• _Problem to solve_
Arrange every line of the data below as a JSON array of strings, one string per line, and leave out any blank lines.
══════════════════════════════
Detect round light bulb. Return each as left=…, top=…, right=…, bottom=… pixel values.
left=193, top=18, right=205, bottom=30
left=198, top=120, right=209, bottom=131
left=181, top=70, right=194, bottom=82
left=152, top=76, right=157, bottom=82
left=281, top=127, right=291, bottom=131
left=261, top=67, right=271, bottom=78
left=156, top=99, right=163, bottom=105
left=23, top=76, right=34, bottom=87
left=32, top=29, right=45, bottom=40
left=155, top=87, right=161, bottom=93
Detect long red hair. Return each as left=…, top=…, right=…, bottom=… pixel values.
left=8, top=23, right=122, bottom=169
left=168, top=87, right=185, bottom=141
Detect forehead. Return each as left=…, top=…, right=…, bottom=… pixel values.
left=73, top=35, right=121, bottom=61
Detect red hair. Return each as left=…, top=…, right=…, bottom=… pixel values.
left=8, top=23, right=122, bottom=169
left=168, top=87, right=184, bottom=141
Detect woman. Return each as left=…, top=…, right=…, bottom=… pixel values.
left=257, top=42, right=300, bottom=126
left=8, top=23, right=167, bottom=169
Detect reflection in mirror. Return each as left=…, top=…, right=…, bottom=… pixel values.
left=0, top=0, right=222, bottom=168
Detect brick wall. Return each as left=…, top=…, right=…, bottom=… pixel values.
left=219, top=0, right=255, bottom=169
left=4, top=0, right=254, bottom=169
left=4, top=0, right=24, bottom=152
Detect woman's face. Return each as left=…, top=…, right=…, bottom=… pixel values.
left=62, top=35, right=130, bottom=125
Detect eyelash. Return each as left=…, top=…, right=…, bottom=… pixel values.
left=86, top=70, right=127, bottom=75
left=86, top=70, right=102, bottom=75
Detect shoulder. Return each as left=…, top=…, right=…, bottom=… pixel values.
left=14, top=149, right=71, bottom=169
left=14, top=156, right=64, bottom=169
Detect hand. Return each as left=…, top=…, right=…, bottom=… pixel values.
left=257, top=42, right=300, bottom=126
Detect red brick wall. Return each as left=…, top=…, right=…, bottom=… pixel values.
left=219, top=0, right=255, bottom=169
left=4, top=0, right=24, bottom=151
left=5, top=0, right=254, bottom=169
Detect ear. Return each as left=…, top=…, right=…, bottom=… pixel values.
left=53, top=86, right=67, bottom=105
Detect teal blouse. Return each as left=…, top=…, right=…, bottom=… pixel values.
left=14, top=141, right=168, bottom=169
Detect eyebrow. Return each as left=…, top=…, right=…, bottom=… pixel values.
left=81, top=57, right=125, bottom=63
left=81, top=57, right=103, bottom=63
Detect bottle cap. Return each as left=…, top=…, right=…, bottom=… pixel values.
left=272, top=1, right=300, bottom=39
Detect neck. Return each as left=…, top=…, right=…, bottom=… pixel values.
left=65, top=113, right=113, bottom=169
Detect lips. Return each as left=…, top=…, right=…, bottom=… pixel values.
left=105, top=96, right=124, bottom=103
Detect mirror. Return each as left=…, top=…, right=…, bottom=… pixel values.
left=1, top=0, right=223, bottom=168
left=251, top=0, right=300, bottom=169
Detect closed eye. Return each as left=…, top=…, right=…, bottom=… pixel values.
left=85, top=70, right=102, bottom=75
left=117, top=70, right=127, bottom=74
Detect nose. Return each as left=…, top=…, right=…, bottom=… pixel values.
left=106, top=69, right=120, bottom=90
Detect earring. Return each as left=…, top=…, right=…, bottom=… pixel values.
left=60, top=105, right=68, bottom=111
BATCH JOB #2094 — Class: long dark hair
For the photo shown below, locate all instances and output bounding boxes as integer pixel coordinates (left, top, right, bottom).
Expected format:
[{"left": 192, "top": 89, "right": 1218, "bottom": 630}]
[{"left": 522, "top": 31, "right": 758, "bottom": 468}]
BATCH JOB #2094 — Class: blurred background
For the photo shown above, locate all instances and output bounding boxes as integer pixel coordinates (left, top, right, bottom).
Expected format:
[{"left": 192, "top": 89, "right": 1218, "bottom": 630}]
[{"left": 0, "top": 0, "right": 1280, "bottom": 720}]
══════════════════════════════
• _Solution for this exercise_
[
  "Detect round light bulb. Return each as left=…, top=…, right=…, bottom=… pixel values.",
  "left=193, top=18, right=205, bottom=30",
  "left=198, top=120, right=209, bottom=131",
  "left=181, top=70, right=194, bottom=82",
  "left=152, top=76, right=157, bottom=82",
  "left=281, top=127, right=291, bottom=131",
  "left=261, top=67, right=271, bottom=78",
  "left=156, top=99, right=163, bottom=105",
  "left=23, top=76, right=34, bottom=87",
  "left=32, top=29, right=45, bottom=40",
  "left=155, top=87, right=161, bottom=93",
  "Detect long red hair. Return each as left=…, top=…, right=…, bottom=… pixel values.",
  "left=8, top=23, right=122, bottom=169",
  "left=168, top=87, right=185, bottom=141",
  "Detect forehead. Return each as left=…, top=…, right=…, bottom=… pixel values.",
  "left=73, top=35, right=121, bottom=61",
  "Detect red hair. Return each as left=…, top=…, right=…, bottom=… pixel values.",
  "left=8, top=23, right=122, bottom=169",
  "left=168, top=87, right=184, bottom=141",
  "Detect woman. Return each as left=…, top=…, right=…, bottom=… pixel values.",
  "left=257, top=42, right=300, bottom=126",
  "left=8, top=23, right=167, bottom=169",
  "Detect reflection in mirror. Return each as left=…, top=…, right=…, bottom=… pixel values.",
  "left=0, top=0, right=222, bottom=168",
  "Detect brick wall. Return each as left=…, top=…, right=…, bottom=… pixel values.",
  "left=219, top=0, right=255, bottom=169",
  "left=4, top=0, right=254, bottom=169",
  "left=4, top=0, right=24, bottom=152",
  "Detect woman's face. Return each as left=…, top=…, right=…, bottom=… pixel values.",
  "left=62, top=35, right=130, bottom=125",
  "Detect eyelash. Return each as left=…, top=…, right=…, bottom=… pixel values.",
  "left=86, top=70, right=127, bottom=75",
  "left=86, top=70, right=102, bottom=75",
  "Detect shoulder. Return each as left=…, top=…, right=…, bottom=… pixel values.",
  "left=14, top=149, right=71, bottom=169",
  "left=14, top=156, right=64, bottom=169",
  "Detect hand. Return each as left=…, top=…, right=…, bottom=… pixel values.",
  "left=257, top=42, right=300, bottom=126",
  "Detect red brick wall. Return each as left=…, top=…, right=…, bottom=… pixel values.",
  "left=219, top=0, right=255, bottom=169",
  "left=4, top=0, right=24, bottom=151",
  "left=5, top=0, right=254, bottom=169",
  "Detect ear. Return each as left=…, top=…, right=…, bottom=… pixel values.",
  "left=53, top=86, right=67, bottom=105",
  "Detect teal blouse. Return each as left=…, top=…, right=…, bottom=… pixel values.",
  "left=14, top=141, right=168, bottom=169",
  "Detect eyebrow. Return each as left=…, top=…, right=…, bottom=… pixel values.",
  "left=81, top=57, right=125, bottom=63",
  "left=81, top=57, right=103, bottom=63",
  "Detect bottle cap. Return each as left=…, top=…, right=…, bottom=… pixel values.",
  "left=272, top=1, right=300, bottom=39",
  "Detect neck. Return each as left=…, top=…, right=…, bottom=… pixel values.",
  "left=65, top=113, right=113, bottom=169",
  "Detect lips. Return each as left=…, top=…, right=…, bottom=… pixel values.",
  "left=105, top=96, right=124, bottom=103",
  "Detect mirror. Return each as left=…, top=…, right=…, bottom=… pixel values.",
  "left=1, top=0, right=223, bottom=168",
  "left=251, top=0, right=300, bottom=169",
  "Detect closed eye. Return each as left=…, top=…, right=…, bottom=… pixel values.",
  "left=85, top=70, right=102, bottom=75",
  "left=117, top=70, right=127, bottom=74",
  "Detect nose. Return each as left=…, top=…, right=…, bottom=… pixel values.",
  "left=106, top=69, right=120, bottom=90",
  "Detect earring. Return each as left=…, top=…, right=…, bottom=… pixel values.",
  "left=60, top=105, right=68, bottom=111",
  "BATCH JOB #2094 — Class: long dark hair",
  "For the photo shown below, locate all instances and output bounding boxes as integer pixel coordinates (left, top, right, bottom).",
  "Expected format:",
  "[{\"left\": 192, \"top\": 89, \"right\": 1218, \"bottom\": 630}]",
  "[{\"left\": 522, \"top\": 31, \"right\": 758, \"bottom\": 468}]",
  "BATCH JOB #2094 — Class: blurred background",
  "For the photo shown above, locate all instances and output bounding boxes as integer pixel coordinates (left, top, right, bottom).",
  "Expected format:",
  "[{\"left\": 192, \"top\": 89, \"right\": 1218, \"bottom\": 630}]",
  "[{\"left\": 0, \"top\": 0, \"right\": 1280, \"bottom\": 720}]"
]